§ **READING TEXT**:
⁂

Why we use our fingers and toes to count
by Roger Highfield
The Daily Telegraph: 3rd September, 2003.
The first profound insight into the source of Carol Vorderman's
number-crunching skills was reported four years ago. Prof Stanislas
Dehaene of the Service Hospitalier Frederic Joliot and Prof Elizabeth
Spelke of the Massachusetts Institute of Technology used a scanner to show
in unprecedented detail the two brain processes involved in one of the
most important of all human abilities - the use of numbers.
One mathematical process relies on language to carry out exact
calculations - explaining why we recite multiplication tables. This kind
of activity lit up the brain's left frontal lobe, the area known to make
associations between words.
The second process that underpins our use of numbers is "analogue" ability
- the mathematical intuition, or hunch, that we all use to recognise that
24+13=97 is false without calculating. We also use it to make estimates,
and it gives us a sense of two-ness of eyes and five-ness of fingers. This
skill relied on activity in the brain's left and right parietal lobes,
responsible for visual and spatial representations.
Intriguingly, the precise region in the parietal lobes where this skill
resides - the "intraparietal sulcus" - also controls finger movement. It
is no accident that finger counting is an almost universal stage in the
child's learning of arithmetic (though it is unclear where one ancient New
Guinea culture fits in - it has a 33 base system, which includes toes,
testicles and penis, said Prof Butterworth).
The activation of the parietal lobes complements earlier work showing that
patients with damage to this area often suffer from "acalculia", where
number skills are affected. And it dovetails with a study by one of Prof
Butterworth's colleagues, Dr Elizabeth Isaacs, who has used brain scanning
to investigate the poor mathematical skills of many children born
prematurely.

⁂

§ **AVAILABLE DATA**:
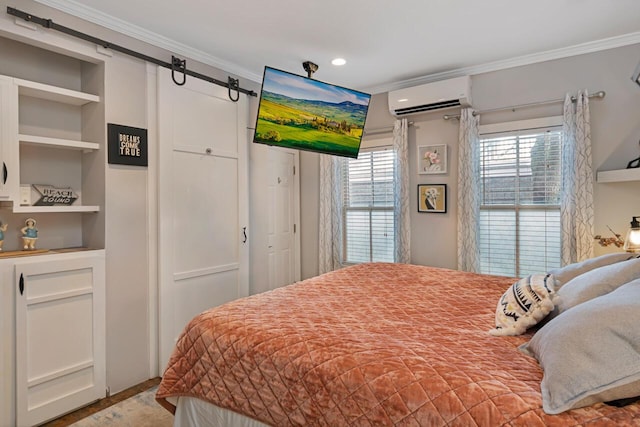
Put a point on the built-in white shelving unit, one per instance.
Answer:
(620, 175)
(54, 93)
(58, 142)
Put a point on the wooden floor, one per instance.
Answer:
(73, 417)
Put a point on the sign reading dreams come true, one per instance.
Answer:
(127, 145)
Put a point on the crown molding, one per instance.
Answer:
(91, 15)
(590, 47)
(79, 10)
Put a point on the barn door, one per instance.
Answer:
(203, 202)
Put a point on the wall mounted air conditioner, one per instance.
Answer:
(431, 96)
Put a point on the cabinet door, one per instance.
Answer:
(60, 336)
(8, 137)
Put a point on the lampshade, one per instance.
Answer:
(636, 75)
(632, 241)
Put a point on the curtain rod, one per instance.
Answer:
(386, 129)
(176, 64)
(600, 94)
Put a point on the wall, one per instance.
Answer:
(615, 132)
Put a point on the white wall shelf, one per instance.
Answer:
(56, 209)
(53, 93)
(620, 175)
(59, 143)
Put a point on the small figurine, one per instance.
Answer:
(3, 228)
(29, 234)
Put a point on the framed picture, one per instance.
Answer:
(432, 159)
(432, 198)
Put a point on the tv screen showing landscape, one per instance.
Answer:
(306, 114)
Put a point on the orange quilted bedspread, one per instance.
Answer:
(369, 345)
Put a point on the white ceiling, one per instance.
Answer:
(387, 44)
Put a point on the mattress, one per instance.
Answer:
(372, 344)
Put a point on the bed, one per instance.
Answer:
(368, 345)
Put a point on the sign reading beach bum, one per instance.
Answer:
(127, 145)
(52, 196)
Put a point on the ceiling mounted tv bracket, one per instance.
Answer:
(310, 68)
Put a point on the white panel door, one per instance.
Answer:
(60, 334)
(281, 219)
(203, 202)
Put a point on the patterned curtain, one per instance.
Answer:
(468, 191)
(330, 238)
(576, 205)
(401, 193)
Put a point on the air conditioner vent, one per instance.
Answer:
(431, 96)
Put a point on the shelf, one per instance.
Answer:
(53, 93)
(55, 209)
(620, 175)
(59, 143)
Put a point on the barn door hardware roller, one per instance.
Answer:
(176, 65)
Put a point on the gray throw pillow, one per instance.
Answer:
(590, 353)
(595, 283)
(566, 273)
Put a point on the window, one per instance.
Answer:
(368, 207)
(520, 183)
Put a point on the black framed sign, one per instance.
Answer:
(127, 145)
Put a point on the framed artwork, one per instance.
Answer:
(432, 198)
(432, 159)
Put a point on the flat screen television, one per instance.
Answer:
(306, 114)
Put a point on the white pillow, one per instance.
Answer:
(524, 304)
(566, 273)
(595, 283)
(590, 353)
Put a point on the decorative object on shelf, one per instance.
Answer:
(432, 198)
(606, 241)
(3, 228)
(29, 234)
(432, 159)
(46, 195)
(127, 145)
(632, 241)
(635, 163)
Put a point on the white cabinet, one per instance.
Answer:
(58, 347)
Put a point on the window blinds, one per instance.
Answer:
(368, 207)
(520, 202)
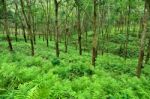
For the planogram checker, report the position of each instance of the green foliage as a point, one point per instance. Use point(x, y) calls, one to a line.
point(55, 61)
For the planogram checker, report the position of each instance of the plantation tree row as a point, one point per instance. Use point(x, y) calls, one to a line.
point(72, 21)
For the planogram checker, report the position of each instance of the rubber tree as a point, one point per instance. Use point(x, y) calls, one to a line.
point(143, 37)
point(4, 2)
point(95, 35)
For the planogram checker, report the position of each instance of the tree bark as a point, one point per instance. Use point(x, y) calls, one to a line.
point(95, 36)
point(143, 37)
point(6, 25)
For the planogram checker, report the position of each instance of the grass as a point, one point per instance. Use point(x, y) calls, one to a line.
point(69, 77)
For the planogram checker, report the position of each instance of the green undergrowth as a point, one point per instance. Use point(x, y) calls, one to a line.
point(69, 77)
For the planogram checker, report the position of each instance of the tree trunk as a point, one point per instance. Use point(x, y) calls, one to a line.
point(95, 36)
point(6, 25)
point(143, 37)
point(57, 28)
point(148, 53)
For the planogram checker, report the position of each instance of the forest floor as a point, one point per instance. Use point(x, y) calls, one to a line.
point(69, 77)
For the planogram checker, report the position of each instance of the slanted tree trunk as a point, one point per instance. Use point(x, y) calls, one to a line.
point(6, 25)
point(57, 28)
point(95, 36)
point(28, 22)
point(128, 30)
point(148, 53)
point(143, 37)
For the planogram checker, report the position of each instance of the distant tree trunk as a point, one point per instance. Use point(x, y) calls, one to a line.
point(148, 53)
point(16, 23)
point(24, 33)
point(79, 25)
point(6, 25)
point(143, 37)
point(128, 29)
point(28, 22)
point(95, 36)
point(57, 27)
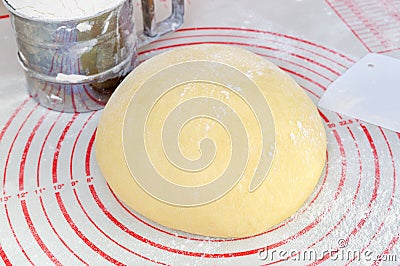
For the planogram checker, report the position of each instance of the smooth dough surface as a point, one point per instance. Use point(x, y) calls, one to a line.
point(298, 156)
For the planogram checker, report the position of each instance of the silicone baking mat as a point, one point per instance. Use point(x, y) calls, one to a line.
point(56, 208)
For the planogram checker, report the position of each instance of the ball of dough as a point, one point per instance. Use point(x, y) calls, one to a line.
point(211, 140)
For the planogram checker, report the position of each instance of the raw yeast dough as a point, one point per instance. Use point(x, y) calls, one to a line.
point(211, 140)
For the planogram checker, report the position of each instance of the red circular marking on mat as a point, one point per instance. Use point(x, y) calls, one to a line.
point(26, 149)
point(292, 72)
point(40, 197)
point(183, 252)
point(79, 202)
point(239, 44)
point(82, 235)
point(362, 222)
point(110, 238)
point(391, 198)
point(273, 34)
point(12, 117)
point(25, 211)
point(12, 146)
point(36, 236)
point(61, 205)
point(15, 235)
point(247, 37)
point(56, 233)
point(4, 257)
point(76, 142)
point(58, 147)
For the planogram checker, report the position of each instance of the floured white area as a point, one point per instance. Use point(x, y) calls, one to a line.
point(59, 9)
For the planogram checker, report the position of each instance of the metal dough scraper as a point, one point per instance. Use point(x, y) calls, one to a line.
point(369, 91)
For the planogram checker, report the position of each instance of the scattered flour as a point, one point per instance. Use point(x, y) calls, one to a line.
point(60, 9)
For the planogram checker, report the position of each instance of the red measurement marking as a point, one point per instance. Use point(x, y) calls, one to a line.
point(22, 195)
point(58, 147)
point(12, 145)
point(5, 199)
point(363, 220)
point(56, 233)
point(15, 235)
point(76, 142)
point(4, 257)
point(270, 33)
point(58, 187)
point(26, 149)
point(369, 22)
point(391, 198)
point(82, 235)
point(12, 117)
point(36, 235)
point(88, 152)
point(40, 191)
point(42, 149)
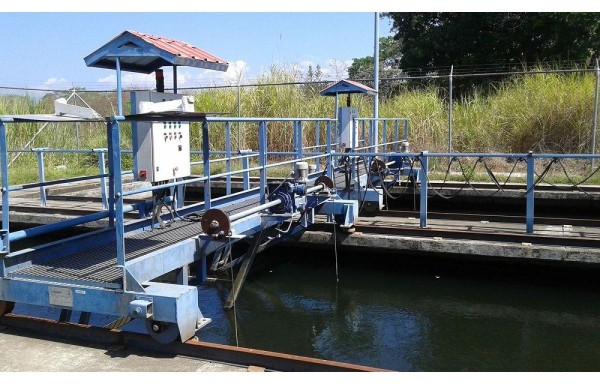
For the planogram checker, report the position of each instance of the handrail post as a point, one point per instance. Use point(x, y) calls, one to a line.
point(228, 154)
point(423, 186)
point(262, 159)
point(318, 145)
point(115, 148)
point(246, 175)
point(530, 193)
point(330, 159)
point(299, 141)
point(102, 169)
point(41, 174)
point(384, 138)
point(206, 164)
point(5, 201)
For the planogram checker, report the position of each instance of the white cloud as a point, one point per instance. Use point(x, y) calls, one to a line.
point(56, 82)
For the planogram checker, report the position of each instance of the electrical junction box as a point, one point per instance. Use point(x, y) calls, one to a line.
point(161, 149)
point(346, 117)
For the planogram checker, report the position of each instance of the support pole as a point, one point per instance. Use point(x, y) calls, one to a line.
point(376, 86)
point(228, 154)
point(530, 193)
point(41, 175)
point(423, 196)
point(595, 114)
point(243, 272)
point(206, 164)
point(102, 168)
point(450, 107)
point(174, 79)
point(262, 159)
point(119, 87)
point(5, 203)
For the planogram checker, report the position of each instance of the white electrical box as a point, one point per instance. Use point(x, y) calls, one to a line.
point(163, 148)
point(346, 117)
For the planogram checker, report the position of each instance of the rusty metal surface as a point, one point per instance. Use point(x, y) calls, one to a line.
point(177, 47)
point(85, 334)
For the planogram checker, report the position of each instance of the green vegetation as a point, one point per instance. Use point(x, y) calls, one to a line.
point(542, 113)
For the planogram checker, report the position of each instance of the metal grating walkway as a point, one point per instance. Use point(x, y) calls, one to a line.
point(99, 265)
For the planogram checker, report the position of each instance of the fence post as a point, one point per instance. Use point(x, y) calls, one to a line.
point(595, 114)
point(423, 186)
point(42, 174)
point(530, 192)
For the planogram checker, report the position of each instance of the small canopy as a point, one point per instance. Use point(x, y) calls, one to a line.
point(347, 86)
point(141, 52)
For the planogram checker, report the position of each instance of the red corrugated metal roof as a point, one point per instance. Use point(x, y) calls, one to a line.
point(177, 47)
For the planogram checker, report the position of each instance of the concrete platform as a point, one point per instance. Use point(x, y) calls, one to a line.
point(21, 353)
point(404, 245)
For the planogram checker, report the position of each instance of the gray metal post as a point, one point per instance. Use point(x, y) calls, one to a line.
point(42, 175)
point(228, 155)
point(119, 87)
point(174, 79)
point(5, 202)
point(206, 165)
point(239, 115)
point(450, 107)
point(376, 87)
point(262, 159)
point(246, 175)
point(102, 168)
point(595, 113)
point(318, 145)
point(423, 186)
point(530, 193)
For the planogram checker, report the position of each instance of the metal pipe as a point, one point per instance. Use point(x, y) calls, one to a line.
point(44, 229)
point(595, 112)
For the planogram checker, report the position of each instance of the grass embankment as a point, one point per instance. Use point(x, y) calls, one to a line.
point(541, 113)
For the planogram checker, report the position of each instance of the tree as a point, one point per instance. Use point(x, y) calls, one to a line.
point(429, 43)
point(389, 64)
point(481, 39)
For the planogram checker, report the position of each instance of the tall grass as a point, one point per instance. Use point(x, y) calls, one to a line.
point(543, 113)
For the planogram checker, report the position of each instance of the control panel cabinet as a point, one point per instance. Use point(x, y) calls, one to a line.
point(163, 148)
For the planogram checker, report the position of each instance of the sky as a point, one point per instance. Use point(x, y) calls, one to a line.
point(49, 52)
point(44, 42)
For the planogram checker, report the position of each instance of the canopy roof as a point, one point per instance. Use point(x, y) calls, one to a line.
point(141, 52)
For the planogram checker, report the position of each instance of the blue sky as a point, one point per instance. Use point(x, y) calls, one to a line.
point(46, 50)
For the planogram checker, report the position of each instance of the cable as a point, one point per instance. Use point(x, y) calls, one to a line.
point(237, 342)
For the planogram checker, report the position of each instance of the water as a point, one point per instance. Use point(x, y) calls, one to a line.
point(409, 316)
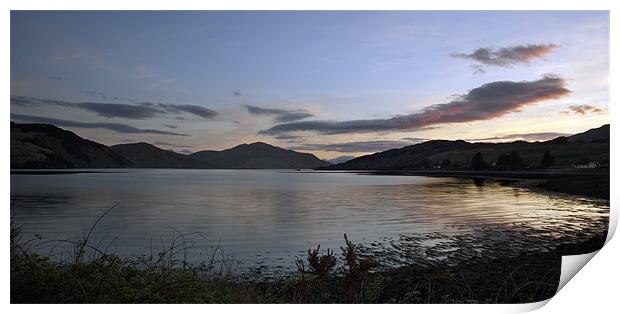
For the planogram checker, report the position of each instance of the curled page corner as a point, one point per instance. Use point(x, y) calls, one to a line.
point(571, 264)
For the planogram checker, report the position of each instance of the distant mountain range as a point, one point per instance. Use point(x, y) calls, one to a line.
point(590, 145)
point(44, 146)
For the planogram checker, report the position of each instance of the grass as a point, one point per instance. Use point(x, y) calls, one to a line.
point(86, 272)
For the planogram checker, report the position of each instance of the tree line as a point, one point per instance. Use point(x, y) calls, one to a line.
point(508, 161)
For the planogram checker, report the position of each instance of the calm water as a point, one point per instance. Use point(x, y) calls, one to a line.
point(270, 216)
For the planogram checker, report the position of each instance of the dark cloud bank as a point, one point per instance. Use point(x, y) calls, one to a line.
point(117, 127)
point(526, 136)
point(361, 146)
point(143, 110)
point(279, 115)
point(583, 109)
point(486, 102)
point(507, 56)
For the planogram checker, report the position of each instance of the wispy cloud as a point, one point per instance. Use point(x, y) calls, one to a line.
point(507, 56)
point(117, 127)
point(486, 102)
point(543, 136)
point(143, 110)
point(279, 115)
point(360, 146)
point(583, 109)
point(175, 108)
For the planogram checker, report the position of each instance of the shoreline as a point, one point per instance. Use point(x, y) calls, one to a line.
point(593, 184)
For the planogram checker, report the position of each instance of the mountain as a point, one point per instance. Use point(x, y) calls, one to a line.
point(144, 155)
point(46, 146)
point(592, 144)
point(259, 156)
point(600, 134)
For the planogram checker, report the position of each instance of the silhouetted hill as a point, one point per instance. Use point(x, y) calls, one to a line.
point(592, 144)
point(44, 146)
point(600, 134)
point(38, 146)
point(144, 155)
point(259, 156)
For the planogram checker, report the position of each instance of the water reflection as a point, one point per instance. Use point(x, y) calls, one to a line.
point(250, 213)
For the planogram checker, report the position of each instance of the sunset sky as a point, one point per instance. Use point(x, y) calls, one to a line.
point(329, 83)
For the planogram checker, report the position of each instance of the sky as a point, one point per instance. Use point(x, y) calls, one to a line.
point(331, 83)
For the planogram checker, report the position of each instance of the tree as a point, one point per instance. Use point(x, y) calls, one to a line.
point(547, 160)
point(477, 162)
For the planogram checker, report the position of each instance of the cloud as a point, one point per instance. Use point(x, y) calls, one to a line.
point(340, 159)
point(507, 56)
point(106, 97)
point(141, 111)
point(486, 102)
point(174, 108)
point(117, 127)
point(361, 146)
point(583, 109)
point(170, 144)
point(279, 115)
point(522, 136)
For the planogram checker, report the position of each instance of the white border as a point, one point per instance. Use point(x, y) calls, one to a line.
point(593, 288)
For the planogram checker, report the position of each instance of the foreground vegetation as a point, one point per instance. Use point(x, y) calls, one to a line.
point(87, 273)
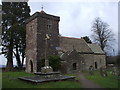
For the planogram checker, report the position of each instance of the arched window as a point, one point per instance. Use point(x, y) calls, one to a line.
point(74, 66)
point(95, 65)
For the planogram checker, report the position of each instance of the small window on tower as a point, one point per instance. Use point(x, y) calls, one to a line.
point(31, 27)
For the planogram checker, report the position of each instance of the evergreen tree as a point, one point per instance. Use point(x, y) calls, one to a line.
point(13, 31)
point(87, 39)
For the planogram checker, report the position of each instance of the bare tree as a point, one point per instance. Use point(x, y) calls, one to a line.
point(102, 34)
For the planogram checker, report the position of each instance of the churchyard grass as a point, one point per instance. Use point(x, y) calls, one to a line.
point(10, 80)
point(109, 81)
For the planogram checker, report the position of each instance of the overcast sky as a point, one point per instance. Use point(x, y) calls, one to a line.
point(76, 17)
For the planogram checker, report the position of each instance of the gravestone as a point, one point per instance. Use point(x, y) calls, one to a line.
point(91, 70)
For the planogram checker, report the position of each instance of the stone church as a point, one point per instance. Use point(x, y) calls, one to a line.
point(76, 55)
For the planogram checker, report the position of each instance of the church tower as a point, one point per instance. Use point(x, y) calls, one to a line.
point(37, 26)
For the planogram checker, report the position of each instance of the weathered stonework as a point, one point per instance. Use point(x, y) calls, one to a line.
point(75, 53)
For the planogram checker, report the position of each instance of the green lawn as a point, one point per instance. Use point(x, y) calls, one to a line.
point(107, 82)
point(10, 80)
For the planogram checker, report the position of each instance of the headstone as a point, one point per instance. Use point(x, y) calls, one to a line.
point(103, 72)
point(91, 70)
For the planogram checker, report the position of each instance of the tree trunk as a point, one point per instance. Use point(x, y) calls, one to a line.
point(9, 66)
point(22, 59)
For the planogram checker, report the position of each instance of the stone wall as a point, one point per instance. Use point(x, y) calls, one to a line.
point(89, 60)
point(101, 61)
point(31, 44)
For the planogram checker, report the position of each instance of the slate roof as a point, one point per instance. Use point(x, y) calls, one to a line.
point(96, 49)
point(70, 43)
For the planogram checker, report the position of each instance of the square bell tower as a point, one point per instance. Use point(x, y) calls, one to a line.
point(37, 26)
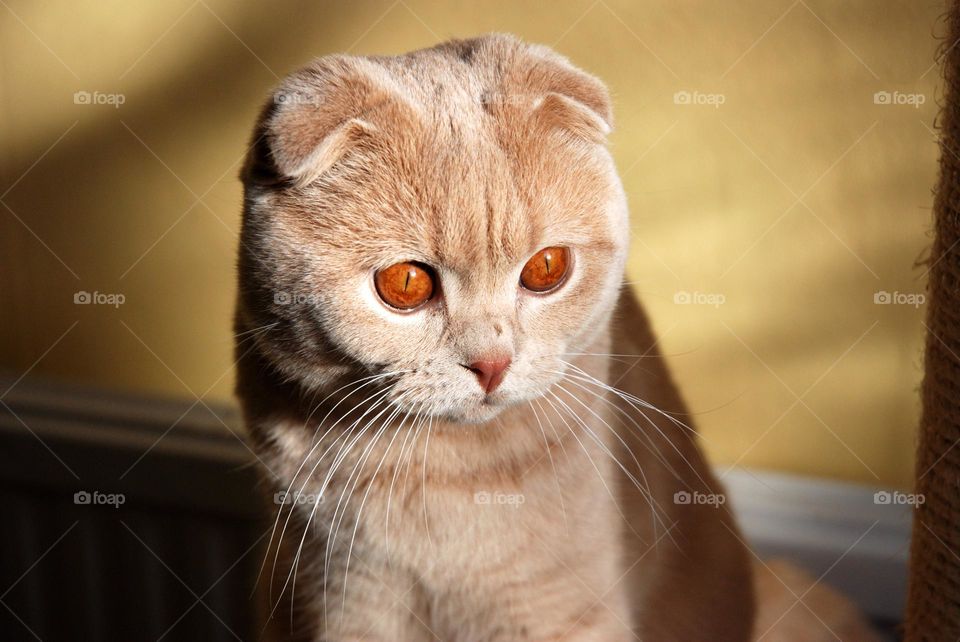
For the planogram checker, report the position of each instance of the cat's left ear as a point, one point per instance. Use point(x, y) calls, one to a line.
point(572, 99)
point(316, 116)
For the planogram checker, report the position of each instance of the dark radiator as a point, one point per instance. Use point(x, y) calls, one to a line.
point(125, 519)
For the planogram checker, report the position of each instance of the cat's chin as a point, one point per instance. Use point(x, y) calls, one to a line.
point(477, 414)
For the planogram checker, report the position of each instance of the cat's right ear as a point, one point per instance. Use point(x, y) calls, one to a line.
point(313, 118)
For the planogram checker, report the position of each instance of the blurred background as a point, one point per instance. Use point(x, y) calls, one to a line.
point(778, 157)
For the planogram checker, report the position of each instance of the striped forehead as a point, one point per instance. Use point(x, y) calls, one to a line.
point(481, 226)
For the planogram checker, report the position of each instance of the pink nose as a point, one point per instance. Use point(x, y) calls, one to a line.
point(489, 372)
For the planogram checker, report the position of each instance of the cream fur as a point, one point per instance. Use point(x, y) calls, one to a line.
point(469, 157)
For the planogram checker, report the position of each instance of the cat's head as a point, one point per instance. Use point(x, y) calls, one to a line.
point(451, 216)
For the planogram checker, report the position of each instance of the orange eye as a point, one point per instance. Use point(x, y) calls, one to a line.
point(404, 285)
point(546, 269)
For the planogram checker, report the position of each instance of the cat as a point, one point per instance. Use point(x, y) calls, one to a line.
point(463, 410)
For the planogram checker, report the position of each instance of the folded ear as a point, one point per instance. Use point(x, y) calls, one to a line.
point(314, 117)
point(571, 98)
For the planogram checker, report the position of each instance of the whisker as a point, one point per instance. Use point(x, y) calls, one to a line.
point(556, 475)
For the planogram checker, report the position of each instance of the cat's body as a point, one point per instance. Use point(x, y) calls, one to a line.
point(480, 545)
point(538, 505)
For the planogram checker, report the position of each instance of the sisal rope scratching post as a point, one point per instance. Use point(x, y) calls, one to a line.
point(933, 598)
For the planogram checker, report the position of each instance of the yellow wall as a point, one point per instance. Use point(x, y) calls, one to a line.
point(796, 199)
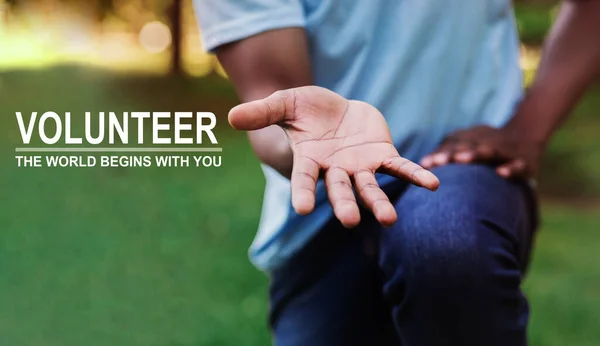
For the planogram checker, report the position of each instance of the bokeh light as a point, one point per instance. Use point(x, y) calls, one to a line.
point(155, 37)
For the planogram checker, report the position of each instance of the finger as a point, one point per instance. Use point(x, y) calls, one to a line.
point(513, 169)
point(259, 114)
point(305, 173)
point(438, 158)
point(374, 198)
point(341, 197)
point(402, 168)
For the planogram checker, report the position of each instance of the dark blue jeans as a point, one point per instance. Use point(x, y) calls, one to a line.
point(447, 273)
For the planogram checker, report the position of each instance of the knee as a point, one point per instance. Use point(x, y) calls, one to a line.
point(434, 244)
point(446, 239)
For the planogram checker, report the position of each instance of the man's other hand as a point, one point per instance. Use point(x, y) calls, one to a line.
point(512, 152)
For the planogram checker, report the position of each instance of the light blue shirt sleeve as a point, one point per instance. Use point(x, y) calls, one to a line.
point(225, 21)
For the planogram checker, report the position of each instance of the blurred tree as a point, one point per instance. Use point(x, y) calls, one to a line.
point(175, 18)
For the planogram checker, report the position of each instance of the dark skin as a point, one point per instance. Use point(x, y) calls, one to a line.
point(278, 61)
point(570, 63)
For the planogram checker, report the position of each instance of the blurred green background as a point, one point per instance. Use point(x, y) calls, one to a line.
point(156, 256)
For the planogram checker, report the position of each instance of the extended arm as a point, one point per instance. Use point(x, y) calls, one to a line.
point(260, 65)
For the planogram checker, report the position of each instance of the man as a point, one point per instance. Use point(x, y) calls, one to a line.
point(447, 268)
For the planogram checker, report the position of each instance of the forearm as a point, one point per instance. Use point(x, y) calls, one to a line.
point(259, 66)
point(570, 63)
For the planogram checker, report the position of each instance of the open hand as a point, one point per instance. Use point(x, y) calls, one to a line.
point(347, 141)
point(513, 154)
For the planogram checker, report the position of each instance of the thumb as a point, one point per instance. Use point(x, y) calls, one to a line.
point(262, 113)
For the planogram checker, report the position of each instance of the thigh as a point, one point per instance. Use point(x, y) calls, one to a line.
point(453, 262)
point(330, 293)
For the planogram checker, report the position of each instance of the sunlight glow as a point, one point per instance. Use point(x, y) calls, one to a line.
point(155, 37)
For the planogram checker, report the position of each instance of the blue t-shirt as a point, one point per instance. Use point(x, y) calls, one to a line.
point(431, 67)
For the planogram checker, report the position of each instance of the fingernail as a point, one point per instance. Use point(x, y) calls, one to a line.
point(426, 161)
point(440, 159)
point(427, 179)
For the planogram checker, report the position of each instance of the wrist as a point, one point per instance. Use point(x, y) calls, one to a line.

⁂

§ **EXPLORE THE MATERIAL**:
[a] Quote the passage of the article on finger counting from "The second process" to "said Prof Butterworth).".
[b] Answer these questions from the article on finger counting:
(i) Which area of the brain lit up during language-based exact calculation?
(ii) What is the name of the region in the parietal lobes that also controls finger movement?
(iii) What base system does the ancient New Guinea culture have?

§ **SOLUTIONS**:
[a]
The second process that underpins our use of numbers is "analogue" ability
- the mathematical intuition, or hunch, that we all use to recognise that
24+13=97 is false without calculating. We also use it to make estimates,
and it gives us a sense of two-ness of eyes and five-ness of fingers. This
skill relied on activity in the brain's left and right parietal lobes,
responsible for visual and spatial representations.
Intriguingly, the precise region in the parietal lobes where this skill
resides - the "intraparietal sulcus" - also controls finger movement. It
is no accident that finger counting is an almost universal stage in the
child's learning of arithmetic (though it is unclear where one ancient New
Guinea culture fits in - it has a 33 base system, which includes toes,
testicles and penis, said Prof Butterworth).

[b]
(i) The left frontal lobe
(ii) The intraparietal sulcus
(iii) A 33 base system